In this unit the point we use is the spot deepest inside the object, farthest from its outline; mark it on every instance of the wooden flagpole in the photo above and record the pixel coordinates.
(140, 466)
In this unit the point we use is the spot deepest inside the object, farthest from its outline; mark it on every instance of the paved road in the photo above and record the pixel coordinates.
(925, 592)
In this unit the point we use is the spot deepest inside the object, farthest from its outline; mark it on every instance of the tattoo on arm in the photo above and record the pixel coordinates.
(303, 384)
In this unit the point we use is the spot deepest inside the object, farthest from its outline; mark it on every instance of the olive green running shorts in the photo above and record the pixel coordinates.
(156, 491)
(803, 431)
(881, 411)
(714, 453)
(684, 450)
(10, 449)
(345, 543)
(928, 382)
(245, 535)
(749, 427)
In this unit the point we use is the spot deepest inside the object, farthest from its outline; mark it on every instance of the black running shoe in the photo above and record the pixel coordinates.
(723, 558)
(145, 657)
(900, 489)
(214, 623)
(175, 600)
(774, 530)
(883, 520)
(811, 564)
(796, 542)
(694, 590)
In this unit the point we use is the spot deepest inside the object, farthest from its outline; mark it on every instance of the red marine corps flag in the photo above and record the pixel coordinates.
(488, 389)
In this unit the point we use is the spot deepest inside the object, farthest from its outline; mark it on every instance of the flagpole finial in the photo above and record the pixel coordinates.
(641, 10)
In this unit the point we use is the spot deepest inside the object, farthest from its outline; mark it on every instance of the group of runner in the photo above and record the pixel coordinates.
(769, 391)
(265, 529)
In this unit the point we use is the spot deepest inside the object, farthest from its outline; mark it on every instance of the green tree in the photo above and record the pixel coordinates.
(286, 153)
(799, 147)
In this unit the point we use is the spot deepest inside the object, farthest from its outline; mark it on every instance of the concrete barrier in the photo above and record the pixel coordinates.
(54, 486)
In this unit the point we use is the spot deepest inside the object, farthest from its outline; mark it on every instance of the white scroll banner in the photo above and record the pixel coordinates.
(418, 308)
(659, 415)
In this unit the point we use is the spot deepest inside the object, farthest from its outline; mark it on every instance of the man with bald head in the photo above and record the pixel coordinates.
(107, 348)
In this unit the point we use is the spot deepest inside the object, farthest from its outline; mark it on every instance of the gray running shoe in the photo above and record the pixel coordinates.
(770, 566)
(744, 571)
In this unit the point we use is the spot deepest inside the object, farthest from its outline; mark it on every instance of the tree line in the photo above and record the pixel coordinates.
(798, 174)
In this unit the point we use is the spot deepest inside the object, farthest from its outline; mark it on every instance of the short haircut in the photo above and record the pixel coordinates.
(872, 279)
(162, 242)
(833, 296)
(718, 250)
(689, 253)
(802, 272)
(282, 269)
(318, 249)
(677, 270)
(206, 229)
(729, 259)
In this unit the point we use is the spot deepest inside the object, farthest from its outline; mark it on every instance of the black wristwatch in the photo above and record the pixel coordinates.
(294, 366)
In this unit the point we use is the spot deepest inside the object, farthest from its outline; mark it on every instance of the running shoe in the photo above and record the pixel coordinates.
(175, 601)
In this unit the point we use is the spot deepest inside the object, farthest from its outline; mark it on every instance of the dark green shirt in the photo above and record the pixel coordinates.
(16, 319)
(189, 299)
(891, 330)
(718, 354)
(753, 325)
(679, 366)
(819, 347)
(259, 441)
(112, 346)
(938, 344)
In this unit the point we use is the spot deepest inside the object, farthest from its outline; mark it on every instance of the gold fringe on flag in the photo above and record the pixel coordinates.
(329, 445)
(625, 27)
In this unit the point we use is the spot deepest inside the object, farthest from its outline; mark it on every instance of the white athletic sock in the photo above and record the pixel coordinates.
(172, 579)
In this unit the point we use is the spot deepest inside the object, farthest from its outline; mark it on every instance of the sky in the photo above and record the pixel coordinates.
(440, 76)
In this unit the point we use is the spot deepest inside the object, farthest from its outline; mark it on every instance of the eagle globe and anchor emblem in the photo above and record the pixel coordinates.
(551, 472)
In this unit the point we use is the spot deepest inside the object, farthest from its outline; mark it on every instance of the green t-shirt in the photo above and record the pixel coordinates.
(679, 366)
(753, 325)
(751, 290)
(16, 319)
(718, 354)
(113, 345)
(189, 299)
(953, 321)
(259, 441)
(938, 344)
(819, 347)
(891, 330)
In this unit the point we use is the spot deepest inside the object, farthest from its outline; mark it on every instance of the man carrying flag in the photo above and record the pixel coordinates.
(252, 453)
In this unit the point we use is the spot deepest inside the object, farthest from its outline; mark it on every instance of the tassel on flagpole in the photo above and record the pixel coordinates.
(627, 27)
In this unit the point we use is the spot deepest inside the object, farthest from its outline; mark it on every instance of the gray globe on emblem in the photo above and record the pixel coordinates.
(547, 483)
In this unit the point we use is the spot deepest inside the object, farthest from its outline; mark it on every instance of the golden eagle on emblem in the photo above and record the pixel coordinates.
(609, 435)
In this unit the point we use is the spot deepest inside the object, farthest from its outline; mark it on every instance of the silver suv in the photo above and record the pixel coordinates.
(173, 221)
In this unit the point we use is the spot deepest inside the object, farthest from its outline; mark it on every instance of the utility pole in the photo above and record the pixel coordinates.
──────────────────────────────
### Instructions to follow
Repeat each of the entries exactly as written.

### Response to this task
In this unit the point we use is the spot deepest inside the object, farthest from its outline; mark it on every instance of the wooden flagpole in the photo above and record the pixel coordinates.
(140, 466)
In this unit the point we use is the spot deepest inside the object, farthest from its outline; mark it on every instance of the paved road in the photo above and record the pixel coordinates.
(925, 592)
In this unit the point we use is the spot deepest inside the object, farthest from its outline; mark it on every instance of the tattoo on arm in the photo above and record the pixel coordinates.
(303, 384)
In this unit the point we use is the spot deepest inside the object, farthest from its outline; mark it on every instance of the olive green running shorts in the photo above and record the pixel coordinates.
(156, 491)
(803, 431)
(881, 411)
(714, 453)
(684, 450)
(10, 449)
(345, 543)
(928, 382)
(245, 535)
(749, 427)
In this unit the point we use is the spot deepest inside the object, farthest from its outline; mark it on every instance of the black running shoe in the photo above and record the pixel coordinates.
(723, 558)
(145, 657)
(900, 489)
(214, 623)
(175, 600)
(774, 530)
(883, 520)
(811, 564)
(796, 542)
(694, 590)
In this unit the point we use is the spot deepest inside the object, farthest from its outline; mark it on every instance of the red marine corps flag in the photo above and record the pixel coordinates.
(488, 389)
In this unit the point we use is the spot deepest inside the object, farthest from its outline; mark it on every instance of the flagpole finial in the photo above and record the pixel coordinates.
(641, 10)
In this unit the point we use is the spot deepest inside the object, farthest from its outline; mark it on every instance of the group of runner in the photo above and record the pixel coordinates.
(769, 391)
(265, 529)
In this unit the point we use is the spot deepest inside the object, farthest from its outline; mark it on every instance of the green tree in the photo above and record the pixel coordinates.
(286, 153)
(799, 147)
In this unit the point we use is the spot deepest inside the object, farthest from its outline; mark it on every instance of the concrete barrier in the photo above and record the pixel coordinates.
(54, 486)
In this unit the point we use is the spot deepest inside the object, farthest from its outline; mark it on every instance of the white scroll banner in the photo above and record the pixel coordinates.
(418, 308)
(659, 415)
In this unit the point we use is the spot deepest inside the object, farthest from its outline; mark it on every instance of the man with bald head in the photo above and record the pixel coordinates.
(107, 348)
In this unit the point we use is the spot deepest inside the object, farthest from its outline; mark it on every instance of the gray running shoe in the photo above and record the pixel coordinates.
(770, 566)
(744, 571)
In this unit the point we use is the spot deepest inside the object, farthest from its outline; mark it on every instance of the tree line in the photo above and record the pixel coordinates.
(798, 174)
In this unit the point we use is the spot deepest inside the object, farthest from its outline; mark it on every instance of the short haircut in the photo above and record the pixel coordinates.
(872, 279)
(162, 242)
(833, 296)
(718, 250)
(689, 253)
(802, 272)
(282, 269)
(318, 249)
(677, 270)
(206, 229)
(729, 259)
In this unit the point we use is the spot deepest inside the object, farthest from its outline; mark it on every instance of the black wristwatch in the photo above and record the pixel coordinates.
(294, 366)
In this unit the point we use is the spot deepest inside the object, farthest from its outline; mark it on every instance of the running shoe in the photo above and record the pixel coordinates.
(175, 601)
In this unit the point we use is the spot deepest inside the object, farthest from its outline; mark it on every instance of the dark green shirt in the photo above and record the pixel coordinates.
(16, 319)
(189, 299)
(891, 330)
(718, 354)
(753, 325)
(679, 366)
(819, 347)
(259, 441)
(112, 346)
(938, 344)
In this unit the point we use is the spot deepest inside the object, farthest from its outline; mark it on every instance of the gold fringe on flag in the photo above and record the pixel coordinates.
(329, 445)
(625, 27)
In this unit the point we use is the spot deepest inside the object, farthest from its outline; mark it on every instance of the white athletic sock in the photo above and record the pixel coordinates.
(172, 579)
In this unit the point we use is the spot deepest inside the object, farthest from its outline; mark it on every instance of the sky in the photo above and record the pixel coordinates.
(440, 76)
In this unit the point we use is the spot deepest inside the object, farthest from its outline; mark it on every instance of the eagle globe and anchor emblem in the photo above and record the pixel coordinates.
(551, 472)
In this unit the point we use is the spot deepest inside the object, farthest from its outline; mark it on every instance of the green t-shirt in the photo above and record the pixel coordinates.
(679, 366)
(753, 325)
(751, 290)
(16, 319)
(718, 354)
(113, 345)
(189, 299)
(953, 321)
(259, 441)
(938, 344)
(819, 347)
(891, 330)
In this unit the point we use is the spot deepest inside the object, farthest from its outline; mark it on every instance of the man carrying flag in the photo above and record the pixel coordinates.
(252, 453)
In this unit the point we use is the spot deepest inside the object, farthest from its outline; mark it on every instance of the tassel on flagpole in the photo above and record the pixel coordinates.
(627, 27)
In this unit the point we use is the spot deepest inside the object, farthest from its outline; mark it on every instance of the gray globe on emblem in the photo above and record the pixel coordinates.
(547, 483)
In this unit the point we use is the spot deepest inside the object, farthest from its outline; mark it on every instance of the golden eagle on emblem in the photo above and record the pixel coordinates.
(609, 435)
In this unit the point we use is the spot deepest inside the object, farthest from its outline; mark it on every instance of the silver suv in the photo above and record the pixel coordinates.
(173, 221)
In this unit the point we use is the spot deepest inside the object, farthest from its outline; mark it on every instance of the utility pole in the photo above and record the pixel coordinates.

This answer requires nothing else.